Substitute "cardigan" for every occurrence of "sweater" in the data below and reproduce the lines with nothing else changed.

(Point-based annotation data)
▼
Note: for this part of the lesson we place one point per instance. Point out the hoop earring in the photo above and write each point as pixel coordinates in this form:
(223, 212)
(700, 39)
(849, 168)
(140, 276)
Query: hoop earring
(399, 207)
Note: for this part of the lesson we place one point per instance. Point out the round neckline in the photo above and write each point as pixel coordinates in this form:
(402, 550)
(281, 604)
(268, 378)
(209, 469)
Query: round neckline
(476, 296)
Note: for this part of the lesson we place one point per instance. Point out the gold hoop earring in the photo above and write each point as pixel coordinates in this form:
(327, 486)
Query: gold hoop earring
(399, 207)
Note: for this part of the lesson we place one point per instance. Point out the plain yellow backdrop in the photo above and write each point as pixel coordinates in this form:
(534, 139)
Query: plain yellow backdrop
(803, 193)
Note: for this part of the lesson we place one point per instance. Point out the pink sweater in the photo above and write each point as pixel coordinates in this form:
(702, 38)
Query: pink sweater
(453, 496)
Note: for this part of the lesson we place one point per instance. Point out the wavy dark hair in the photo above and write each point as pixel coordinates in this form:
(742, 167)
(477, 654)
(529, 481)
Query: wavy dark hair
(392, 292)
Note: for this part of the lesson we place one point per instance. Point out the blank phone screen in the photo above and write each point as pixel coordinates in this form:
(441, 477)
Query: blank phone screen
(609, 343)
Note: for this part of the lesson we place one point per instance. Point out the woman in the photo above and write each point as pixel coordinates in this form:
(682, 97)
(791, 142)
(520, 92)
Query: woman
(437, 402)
▲
Task solution -
Note: for this part of the lesson we place one point per instance. Point out the hoop earring in the photo above and write each point as pixel coordinates in this form:
(223, 212)
(700, 39)
(849, 168)
(140, 276)
Query: hoop earring
(399, 207)
Note: for this part of the lesson we place one point per instance. Point out the round neckline in the photo above and write each point as pixel coordinates in this form:
(402, 550)
(281, 604)
(268, 378)
(209, 469)
Query: round neckline
(476, 296)
Note: for this part of the lesson we place one point per instance. Point out the gold hoop earring in the photo above and write each point as pixel coordinates in this form:
(327, 486)
Query: gold hoop earring
(399, 207)
Note: for this part of the lesson we place one point per instance. Point out the plain yellow backdrop in the photo above and write each point as pixel coordinates in this form:
(534, 139)
Query: plain yellow backdrop
(803, 193)
Note: for this part of the lesson we place one point per instance. Point out the pink cardigan in the photo above and write each point as pixel coordinates in this form:
(702, 38)
Query: pink cardigan
(453, 496)
Note: for this part of the lesson we place one point per instance. Point out the wavy dark hair in the photo above and write each point as pixel coordinates in this form:
(742, 167)
(477, 654)
(529, 481)
Query: wavy dark hair
(392, 292)
Note: for this part of the lesson we place one point per instance. Point out the blank phone screen in the photo above and write each point as pixel coordinates in this form:
(441, 477)
Query: blank phone screen
(609, 343)
Note: for this part of the lesson we place one point per instance. Point out the woman in the photo above and write each point as pixel coordinates in this form:
(682, 97)
(791, 142)
(520, 92)
Query: woman
(437, 402)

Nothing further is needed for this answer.